— Text extract —
####################

For the Colorado River guide, or the Northern California citizen and farmer, they have their own opinion of a city that continues to encourage rapid growth and does not look to solutions to minimize the amount of water it wastes.  They do not understand how we can happily buy 486 million gallons of water a day from water sources that contain hundreds of millions of gallons per day of treated sewage, and industrial and agricultural runoff, to turn around and dump close to 200 million gallons of that as wastewater off of the coast without purifying and reusing that water.  They do not understand how we would first turn to sucking water out of the ocean to create drinking water before we would purify our waste water for re-consumption and reuse as our neighbors in Orange County, in Scottsdale, Ariz., El Paso, Texas, and Fairfax, Va. do.

####################

— What to work on —
Reproduce the passage on the city's water waste and reuse word for word.

— Provided information —
####################

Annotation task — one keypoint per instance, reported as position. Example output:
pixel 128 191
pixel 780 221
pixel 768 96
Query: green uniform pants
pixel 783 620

####################

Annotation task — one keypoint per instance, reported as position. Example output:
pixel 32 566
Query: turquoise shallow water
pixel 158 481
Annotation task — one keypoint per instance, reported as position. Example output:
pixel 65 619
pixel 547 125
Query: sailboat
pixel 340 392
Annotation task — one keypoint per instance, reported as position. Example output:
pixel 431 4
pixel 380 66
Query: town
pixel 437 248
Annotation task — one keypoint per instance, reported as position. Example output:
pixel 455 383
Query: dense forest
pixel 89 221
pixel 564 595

####################

— In response —
For the Colorado River guide, or the Northern California citizen and farmer, they have their own opinion of a city that continues to encourage rapid growth and does not look to solutions to minimize the amount of water it wastes.  They do not understand how we can happily buy 486 million gallons of water a day from water sources that contain hundreds of millions of gallons per day of treated sewage, and industrial and agricultural runoff, to turn around and dump close to 200 million gallons of that as wastewater off of the coast without purifying and reusing that water.  They do not understand how we would first turn to sucking water out of the ocean to create drinking water before we would purify our waste water for re-consumption and reuse as our neighbors in Orange County, in Scottsdale, Ariz., El Paso, Texas, and Fairfax, Va. do.